╭──

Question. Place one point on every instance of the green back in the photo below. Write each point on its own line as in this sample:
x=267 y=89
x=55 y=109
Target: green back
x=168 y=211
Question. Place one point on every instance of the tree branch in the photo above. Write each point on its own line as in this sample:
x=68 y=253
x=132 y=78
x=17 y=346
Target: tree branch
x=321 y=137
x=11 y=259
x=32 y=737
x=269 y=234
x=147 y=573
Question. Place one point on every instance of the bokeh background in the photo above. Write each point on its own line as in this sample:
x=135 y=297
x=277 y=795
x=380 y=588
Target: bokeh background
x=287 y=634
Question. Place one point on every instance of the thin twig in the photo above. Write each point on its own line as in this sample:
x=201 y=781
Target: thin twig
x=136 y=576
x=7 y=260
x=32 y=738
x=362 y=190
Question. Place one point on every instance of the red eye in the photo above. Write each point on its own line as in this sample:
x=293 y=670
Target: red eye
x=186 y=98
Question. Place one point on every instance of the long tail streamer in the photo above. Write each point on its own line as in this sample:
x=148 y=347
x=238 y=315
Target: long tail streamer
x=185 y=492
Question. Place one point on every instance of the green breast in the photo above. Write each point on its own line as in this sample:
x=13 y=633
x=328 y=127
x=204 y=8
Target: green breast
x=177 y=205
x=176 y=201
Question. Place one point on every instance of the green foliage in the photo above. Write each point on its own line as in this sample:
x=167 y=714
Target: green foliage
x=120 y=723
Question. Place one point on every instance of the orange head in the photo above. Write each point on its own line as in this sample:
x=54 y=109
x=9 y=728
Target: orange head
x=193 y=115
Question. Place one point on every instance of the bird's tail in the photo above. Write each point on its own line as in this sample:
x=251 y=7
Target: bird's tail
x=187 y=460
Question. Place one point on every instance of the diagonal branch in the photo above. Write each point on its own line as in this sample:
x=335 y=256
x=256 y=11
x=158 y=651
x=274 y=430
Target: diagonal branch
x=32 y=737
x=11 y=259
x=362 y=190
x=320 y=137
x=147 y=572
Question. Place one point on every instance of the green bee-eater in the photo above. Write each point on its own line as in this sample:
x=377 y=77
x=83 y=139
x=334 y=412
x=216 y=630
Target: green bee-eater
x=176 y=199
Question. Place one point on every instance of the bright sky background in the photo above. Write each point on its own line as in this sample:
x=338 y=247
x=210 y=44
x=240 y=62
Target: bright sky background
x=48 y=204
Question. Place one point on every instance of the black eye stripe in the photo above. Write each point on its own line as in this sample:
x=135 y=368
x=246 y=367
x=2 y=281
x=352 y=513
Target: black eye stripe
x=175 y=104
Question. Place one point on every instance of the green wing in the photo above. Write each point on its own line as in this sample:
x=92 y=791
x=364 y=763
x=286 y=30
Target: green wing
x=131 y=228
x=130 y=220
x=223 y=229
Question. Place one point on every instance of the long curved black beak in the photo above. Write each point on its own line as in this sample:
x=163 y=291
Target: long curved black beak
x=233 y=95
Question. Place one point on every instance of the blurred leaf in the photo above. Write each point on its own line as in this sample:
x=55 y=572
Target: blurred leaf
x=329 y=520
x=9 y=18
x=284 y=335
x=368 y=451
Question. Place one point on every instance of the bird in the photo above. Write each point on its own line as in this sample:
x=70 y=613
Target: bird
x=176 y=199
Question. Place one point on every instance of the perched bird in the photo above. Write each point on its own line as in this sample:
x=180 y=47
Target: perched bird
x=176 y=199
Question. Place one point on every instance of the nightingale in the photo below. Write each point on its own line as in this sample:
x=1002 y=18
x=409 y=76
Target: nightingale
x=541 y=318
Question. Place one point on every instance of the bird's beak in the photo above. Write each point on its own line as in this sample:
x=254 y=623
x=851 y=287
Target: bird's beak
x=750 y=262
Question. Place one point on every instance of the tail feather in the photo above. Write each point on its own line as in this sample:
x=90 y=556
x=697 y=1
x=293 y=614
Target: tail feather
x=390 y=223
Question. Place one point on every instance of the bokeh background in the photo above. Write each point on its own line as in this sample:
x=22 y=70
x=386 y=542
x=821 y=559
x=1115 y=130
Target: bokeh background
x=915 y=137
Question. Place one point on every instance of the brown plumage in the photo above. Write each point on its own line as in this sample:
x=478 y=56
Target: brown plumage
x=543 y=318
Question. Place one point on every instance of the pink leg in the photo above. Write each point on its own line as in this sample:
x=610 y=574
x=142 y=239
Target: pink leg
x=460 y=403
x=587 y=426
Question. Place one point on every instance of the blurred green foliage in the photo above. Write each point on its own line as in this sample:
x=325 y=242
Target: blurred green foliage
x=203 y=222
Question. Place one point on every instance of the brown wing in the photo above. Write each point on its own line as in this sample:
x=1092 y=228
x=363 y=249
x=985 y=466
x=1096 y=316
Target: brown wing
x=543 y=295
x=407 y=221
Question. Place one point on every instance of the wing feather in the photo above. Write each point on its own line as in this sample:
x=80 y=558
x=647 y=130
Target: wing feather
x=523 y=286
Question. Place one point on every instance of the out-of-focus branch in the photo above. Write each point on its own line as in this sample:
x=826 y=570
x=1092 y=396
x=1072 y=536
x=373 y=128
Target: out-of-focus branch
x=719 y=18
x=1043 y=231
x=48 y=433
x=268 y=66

╰──

Copy out all of the records above word for word, keeping every line as it stands.

→ TASK SOLUTION:
Question. Place one point on every instance of the green back in the photo below. Write each point on its own line as in this sample:
x=267 y=89
x=55 y=109
Target: green back
x=168 y=211
Question. Place one point on every instance of the tree branch in the photo above. Write each point on its own line as in this sample:
x=68 y=253
x=132 y=78
x=17 y=346
Target: tree branch
x=321 y=137
x=11 y=259
x=32 y=737
x=269 y=234
x=147 y=573
Question. Place one point on every instance of the bokeh background in the photo above. Write each point on its own line as in this sample:
x=135 y=297
x=277 y=795
x=380 y=588
Target: bokeh background
x=287 y=634
Question. Place one point on every instance of the thin twig in the photo above. Write each point on its own line as in this sample:
x=201 y=781
Target: thin twig
x=136 y=576
x=7 y=260
x=32 y=738
x=362 y=190
Question. Place one point on every instance of the red eye in the photo above. Write each point on its own line as in this sample:
x=293 y=670
Target: red eye
x=186 y=98
Question. Place one point on every instance of the long tail streamer in the photo above. Write each point on its own line as in this sample:
x=148 y=347
x=238 y=315
Target: long tail streamer
x=185 y=492
Question. Place one point on every instance of the green breast in the photo above. Write each point on its own line as in this sample:
x=13 y=633
x=328 y=127
x=204 y=8
Target: green breast
x=177 y=205
x=176 y=201
Question. Place one point on every instance of the green foliage in the photo above. Write each point on its own line as in this sample:
x=167 y=714
Target: green foliage
x=120 y=723
Question. Place one point on every instance of the orange head in the photo above. Write each point on its own line as in this sample:
x=54 y=109
x=9 y=728
Target: orange head
x=193 y=115
Question. Place one point on every instance of the bird's tail in the photo above. Write each point on its own line as in this sample:
x=251 y=7
Target: bird's tail
x=187 y=460
Question. Place one point on every instance of the diagonal branch in the photo above. Write each point on its own line as in this sample:
x=335 y=256
x=256 y=11
x=158 y=651
x=274 y=430
Target: diagonal branch
x=32 y=737
x=11 y=259
x=362 y=190
x=320 y=137
x=147 y=572
Question. Place one point on every instance of the green bee-eater in the photo above. Write each point on its own line as in this sample:
x=377 y=77
x=83 y=139
x=334 y=412
x=216 y=630
Target: green bee-eater
x=176 y=199
Question. Place one point on every instance of the bright sky background in the photo above. Write each point on its own line as in this sample:
x=338 y=247
x=210 y=44
x=240 y=62
Target: bright sky background
x=48 y=204
Question. Place one point on every instance of the black eye stripe in the photo above. Write each point on its own line as in this sample:
x=135 y=368
x=246 y=367
x=2 y=281
x=352 y=513
Target: black eye stripe
x=175 y=104
Question. Place one point on every instance of the green wing in the photo above. Write each point on its own line as in this sample:
x=92 y=791
x=364 y=763
x=286 y=30
Target: green wing
x=131 y=228
x=130 y=220
x=223 y=229
Question. Place one point on every instance of the long curved black beak in the photo above. Write each point on its own line as in this sample:
x=163 y=291
Target: long curved black beak
x=233 y=95
Question. Place one point on every instance of the blurred leaf in the photo above. Write each point on its own line as in this sample:
x=55 y=572
Target: blurred leaf
x=329 y=520
x=9 y=18
x=284 y=335
x=368 y=451
Question. Place one point on every instance of the bird in the photo above. Write each point on its own line as in this sample:
x=70 y=613
Target: bird
x=176 y=199
Question. Place one point on every instance of the perched bird in the photo above. Write each point on its own line as in this sample:
x=180 y=47
Target: perched bird
x=176 y=199
Question. Place one point on every instance of the nightingale in the photo below. Write each point on its own line as in this sample:
x=1002 y=18
x=409 y=76
Target: nightingale
x=541 y=318
Question. Place one point on every instance of the bird's beak in the photo above. Write each point on its own line as in this sample:
x=254 y=623
x=851 y=287
Target: bird's beak
x=750 y=262
Question. Place one point on every instance of the tail feather in the photo above. Write each point on its own line as in this sample:
x=90 y=556
x=697 y=1
x=293 y=614
Target: tail feather
x=390 y=223
Question. Place one point on every instance of the bokeh background in the photo above. Write each point on its own line as in this sample:
x=22 y=70
x=386 y=542
x=821 y=559
x=1115 y=130
Target: bokeh background
x=915 y=137
Question. Place one point on every instance of the brown plumage in the photo above. Write each point on its own line as in this sample:
x=478 y=56
Target: brown plumage
x=543 y=318
Question. Place one point on every instance of the pink leg in the photo above. Write each point on its own line as in this sample:
x=610 y=574
x=142 y=239
Target: pink leg
x=460 y=403
x=587 y=426
Question. Place one point on every instance of the blurred green foliage in the photo above. Write each point on its own line as in this sample:
x=325 y=242
Target: blurred green foliage
x=203 y=222
Question. Place one point on every instance of the brown wing in the photo above. Write each point on its own line as in this sample:
x=1092 y=228
x=363 y=249
x=985 y=466
x=1096 y=316
Target: brown wing
x=543 y=295
x=407 y=221
Question. Place one point on every instance of the wing feather in the photo above. Write each point on its own line as in this sample:
x=80 y=558
x=647 y=130
Target: wing feather
x=523 y=286
Question. Place one point on every instance of the out-of-focus branch in the photo above. Write each point on its own line as in this sample:
x=826 y=570
x=1092 y=396
x=1072 y=536
x=373 y=128
Target: out-of-focus branch
x=719 y=18
x=1043 y=231
x=48 y=433
x=268 y=66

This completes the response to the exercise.